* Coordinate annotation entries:
────────────────────────────────────────

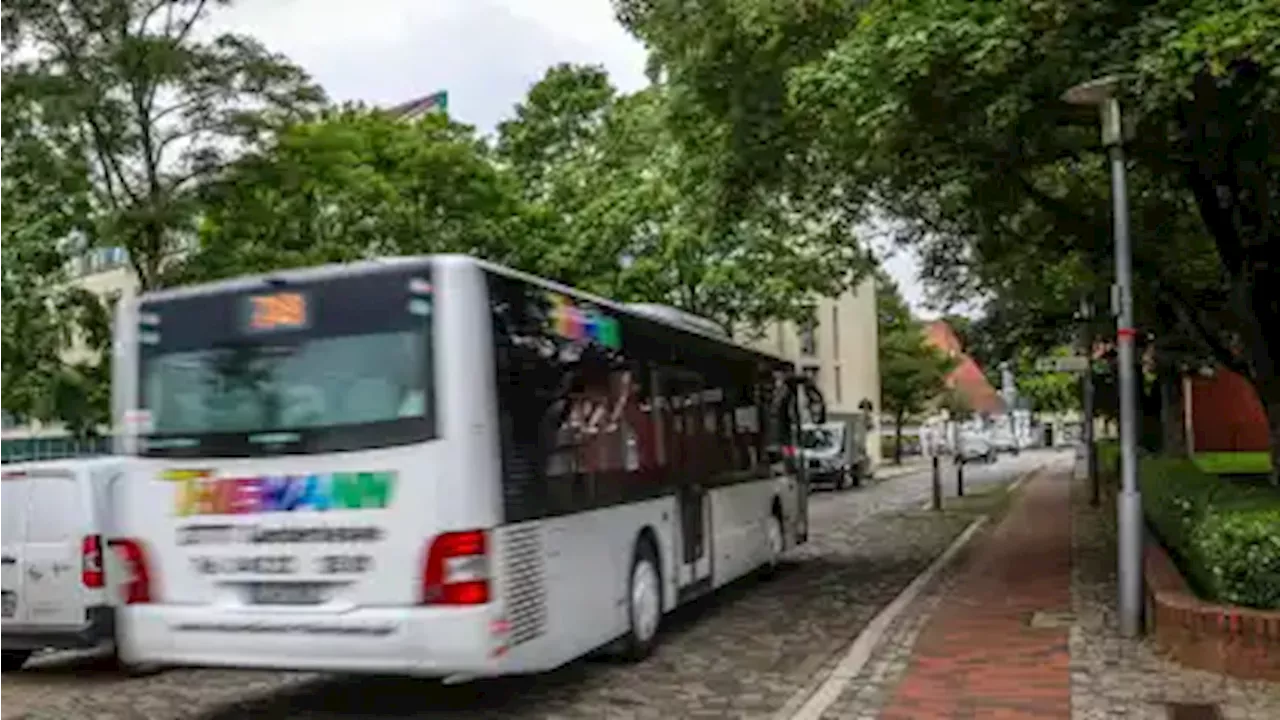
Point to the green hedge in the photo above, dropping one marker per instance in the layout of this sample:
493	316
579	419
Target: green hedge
1224	534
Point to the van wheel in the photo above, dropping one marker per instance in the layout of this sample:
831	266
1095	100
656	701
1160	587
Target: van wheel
644	602
13	660
132	670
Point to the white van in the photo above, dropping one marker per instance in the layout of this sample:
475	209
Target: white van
54	523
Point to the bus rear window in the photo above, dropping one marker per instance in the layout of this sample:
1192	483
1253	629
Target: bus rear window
356	377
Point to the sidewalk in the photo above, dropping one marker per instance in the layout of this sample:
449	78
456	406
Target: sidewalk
995	648
1022	625
887	470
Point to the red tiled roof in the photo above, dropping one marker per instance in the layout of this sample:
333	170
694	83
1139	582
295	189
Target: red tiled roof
967	378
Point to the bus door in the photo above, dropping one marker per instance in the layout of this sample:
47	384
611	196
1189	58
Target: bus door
686	440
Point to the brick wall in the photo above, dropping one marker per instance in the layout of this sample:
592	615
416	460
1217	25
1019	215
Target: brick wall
1234	641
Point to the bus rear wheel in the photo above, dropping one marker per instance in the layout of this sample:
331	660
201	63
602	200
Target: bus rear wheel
644	602
13	660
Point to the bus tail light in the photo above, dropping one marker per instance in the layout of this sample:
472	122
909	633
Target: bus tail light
137	588
457	569
91	561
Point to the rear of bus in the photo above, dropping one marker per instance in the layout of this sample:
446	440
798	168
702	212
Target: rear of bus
315	472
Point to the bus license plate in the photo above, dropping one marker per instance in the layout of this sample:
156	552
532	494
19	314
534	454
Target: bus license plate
287	593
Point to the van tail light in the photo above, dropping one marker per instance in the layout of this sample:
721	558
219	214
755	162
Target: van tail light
133	557
456	570
91	561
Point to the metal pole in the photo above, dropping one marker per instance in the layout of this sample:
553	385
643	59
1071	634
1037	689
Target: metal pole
1091	451
937	483
1129	504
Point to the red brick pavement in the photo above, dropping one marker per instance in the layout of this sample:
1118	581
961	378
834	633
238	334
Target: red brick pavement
979	657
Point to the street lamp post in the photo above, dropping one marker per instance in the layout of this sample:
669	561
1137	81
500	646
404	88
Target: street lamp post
1101	94
1091	451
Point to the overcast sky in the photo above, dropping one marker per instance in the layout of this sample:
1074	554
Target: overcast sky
484	53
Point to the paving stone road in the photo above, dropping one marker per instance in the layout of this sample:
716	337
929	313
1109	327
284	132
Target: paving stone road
743	652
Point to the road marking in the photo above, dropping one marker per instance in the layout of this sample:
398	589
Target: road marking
808	705
1022	478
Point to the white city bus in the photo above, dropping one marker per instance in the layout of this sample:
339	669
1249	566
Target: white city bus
434	466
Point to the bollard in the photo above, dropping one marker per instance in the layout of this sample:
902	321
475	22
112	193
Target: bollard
937	483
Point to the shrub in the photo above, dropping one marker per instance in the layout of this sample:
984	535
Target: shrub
1225	536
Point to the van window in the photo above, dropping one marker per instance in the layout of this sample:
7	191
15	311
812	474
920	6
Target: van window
54	513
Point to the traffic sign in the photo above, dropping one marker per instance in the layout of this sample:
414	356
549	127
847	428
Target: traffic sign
1069	364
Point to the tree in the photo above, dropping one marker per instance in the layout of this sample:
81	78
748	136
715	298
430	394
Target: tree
44	196
150	105
913	373
357	183
1047	392
638	214
947	114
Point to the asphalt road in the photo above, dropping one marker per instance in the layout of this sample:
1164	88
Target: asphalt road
743	652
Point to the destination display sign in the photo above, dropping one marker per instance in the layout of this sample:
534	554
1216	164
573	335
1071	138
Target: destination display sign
278	311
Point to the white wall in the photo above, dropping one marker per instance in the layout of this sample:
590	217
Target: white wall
846	355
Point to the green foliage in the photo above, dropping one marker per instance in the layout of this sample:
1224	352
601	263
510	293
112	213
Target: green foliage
913	372
113	115
151	104
1224	534
359	183
638	214
1047	392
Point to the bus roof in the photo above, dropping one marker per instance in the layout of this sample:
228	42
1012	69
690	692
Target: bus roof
360	267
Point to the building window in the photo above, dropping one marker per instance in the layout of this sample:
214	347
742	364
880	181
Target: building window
809	338
812	373
835	332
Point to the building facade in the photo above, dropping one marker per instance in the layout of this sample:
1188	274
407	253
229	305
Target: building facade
841	351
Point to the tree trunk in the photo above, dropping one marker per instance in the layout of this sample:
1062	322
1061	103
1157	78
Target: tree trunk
1174	437
1269	395
897	438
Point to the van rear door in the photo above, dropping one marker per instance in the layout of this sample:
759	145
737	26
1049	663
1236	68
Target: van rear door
13	531
58	524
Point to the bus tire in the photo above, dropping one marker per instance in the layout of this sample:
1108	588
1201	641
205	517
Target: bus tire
644	602
13	660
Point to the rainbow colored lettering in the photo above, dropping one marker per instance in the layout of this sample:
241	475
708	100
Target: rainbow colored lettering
202	493
571	322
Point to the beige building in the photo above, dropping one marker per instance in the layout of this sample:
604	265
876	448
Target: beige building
841	351
105	272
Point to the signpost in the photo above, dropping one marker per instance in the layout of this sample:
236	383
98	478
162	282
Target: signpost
1069	364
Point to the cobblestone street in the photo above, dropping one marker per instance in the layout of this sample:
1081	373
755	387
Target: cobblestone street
744	652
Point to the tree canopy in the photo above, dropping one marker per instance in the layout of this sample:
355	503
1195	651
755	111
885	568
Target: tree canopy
913	372
949	117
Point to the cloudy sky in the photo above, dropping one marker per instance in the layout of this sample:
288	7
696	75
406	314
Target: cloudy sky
485	53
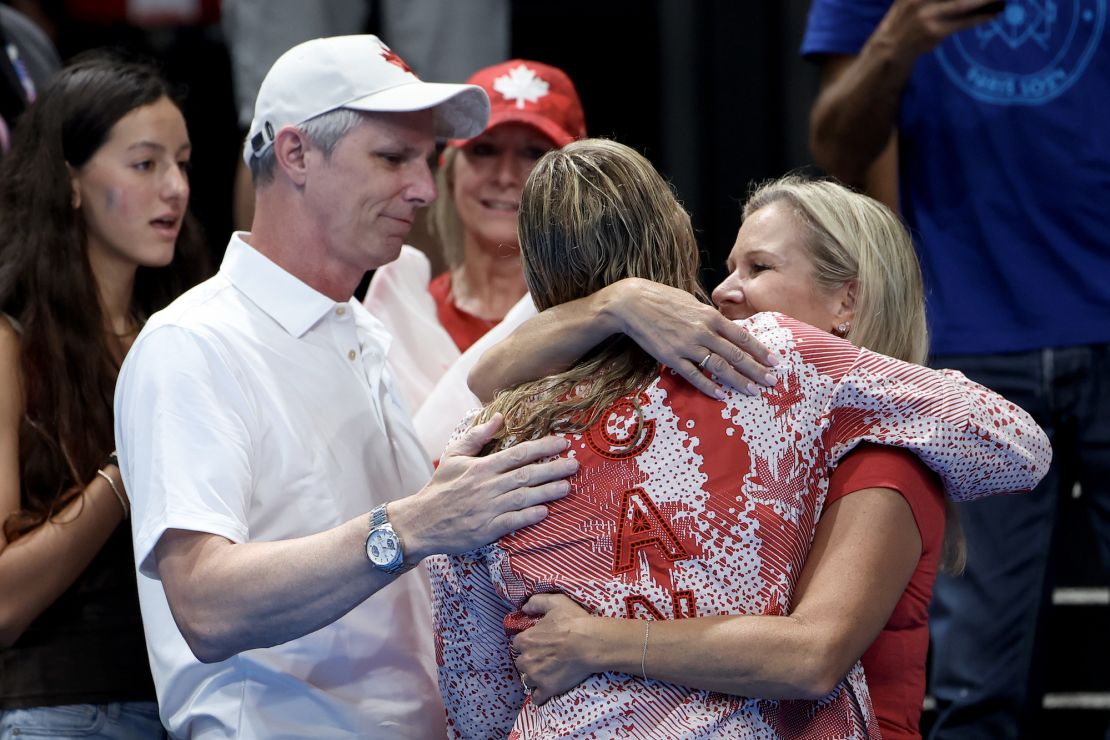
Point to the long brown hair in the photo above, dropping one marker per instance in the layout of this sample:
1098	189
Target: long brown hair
47	283
593	213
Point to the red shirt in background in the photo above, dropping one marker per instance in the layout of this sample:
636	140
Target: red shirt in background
465	328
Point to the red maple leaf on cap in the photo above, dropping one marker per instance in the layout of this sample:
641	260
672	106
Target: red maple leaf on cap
392	57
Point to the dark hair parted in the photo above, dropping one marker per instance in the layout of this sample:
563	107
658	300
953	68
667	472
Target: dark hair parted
593	213
48	286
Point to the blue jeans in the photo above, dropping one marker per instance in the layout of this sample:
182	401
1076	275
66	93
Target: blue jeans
986	673
127	720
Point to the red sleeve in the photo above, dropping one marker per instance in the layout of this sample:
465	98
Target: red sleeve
895	664
878	466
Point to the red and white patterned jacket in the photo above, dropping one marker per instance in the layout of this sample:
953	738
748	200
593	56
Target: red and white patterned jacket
705	507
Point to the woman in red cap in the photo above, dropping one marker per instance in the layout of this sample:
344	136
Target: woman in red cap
534	108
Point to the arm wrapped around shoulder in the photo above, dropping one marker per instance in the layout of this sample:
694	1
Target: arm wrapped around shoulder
975	439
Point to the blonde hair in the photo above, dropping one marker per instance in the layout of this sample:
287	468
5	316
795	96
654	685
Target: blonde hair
850	236
443	216
593	213
853	236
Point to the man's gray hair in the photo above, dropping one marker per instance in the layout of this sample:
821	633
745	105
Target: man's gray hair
324	131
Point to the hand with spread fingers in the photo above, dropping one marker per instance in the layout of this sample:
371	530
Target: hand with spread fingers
553	655
473	500
669	324
916	27
693	337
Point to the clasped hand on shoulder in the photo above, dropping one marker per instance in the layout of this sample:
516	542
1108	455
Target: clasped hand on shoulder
473	500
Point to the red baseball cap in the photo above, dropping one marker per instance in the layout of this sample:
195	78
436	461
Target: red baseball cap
536	94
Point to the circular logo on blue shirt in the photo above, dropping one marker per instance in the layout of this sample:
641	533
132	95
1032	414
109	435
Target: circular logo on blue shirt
1028	54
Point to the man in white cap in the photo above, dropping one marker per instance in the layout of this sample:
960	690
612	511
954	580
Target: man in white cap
261	434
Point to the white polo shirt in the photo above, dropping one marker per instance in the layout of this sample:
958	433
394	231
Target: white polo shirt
255	408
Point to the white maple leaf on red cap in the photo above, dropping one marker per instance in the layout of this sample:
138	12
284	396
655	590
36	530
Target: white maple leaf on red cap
522	85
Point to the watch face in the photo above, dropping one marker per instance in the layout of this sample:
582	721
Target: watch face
382	547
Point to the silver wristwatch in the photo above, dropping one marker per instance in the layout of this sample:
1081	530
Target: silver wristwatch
384	547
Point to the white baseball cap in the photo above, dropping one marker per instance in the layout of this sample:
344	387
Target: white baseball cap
362	73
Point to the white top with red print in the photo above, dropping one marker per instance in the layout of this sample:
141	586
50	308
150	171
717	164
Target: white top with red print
687	506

────────────────────────────────────────

* Written exercise:
Give back, exactly as written, the lines from the one with "Point to the circular" to the last line.

* Expected answer:
Point to the circular logo on blue shirt in the photo above, dropping one marker per instance in the layout of this sample:
641	533
132	95
1032	414
109	435
Target: circular logo on blue shirt
1028	54
Point to the man in white cap in the photo above, dropping one marker per instance in the layout of this sample:
960	690
612	511
954	580
Target: man in white cap
261	434
Point to the white polo shirt in the photo above, dropping one marker per instance in the layout of this sample:
958	433
394	231
Target: white polo shirt
255	408
Point to the white maple leaf on red cap in the photo above, dropping one marker per instance in the layout of this sample:
138	12
284	396
655	590
36	530
Target: white maple leaf on red cap
522	85
Point to the watch face in the photo above, dropping one marker per instance in the layout of this sample:
582	721
Target: watch face
382	547
Point to the silver wristwatch in the photo above, dropping one marker per instance in the layout of this sample:
1081	530
Target: silver wristwatch
384	547
Point to the white baseball cap in the photo above, dropping one marker per instance in the layout of this sample:
344	387
Target: white baseball cap
362	73
Point to the white top with red print in the photo above, dropping one marker per instance in the layout of this sample:
141	586
50	308
150	171
717	164
Target: white top with red print
687	506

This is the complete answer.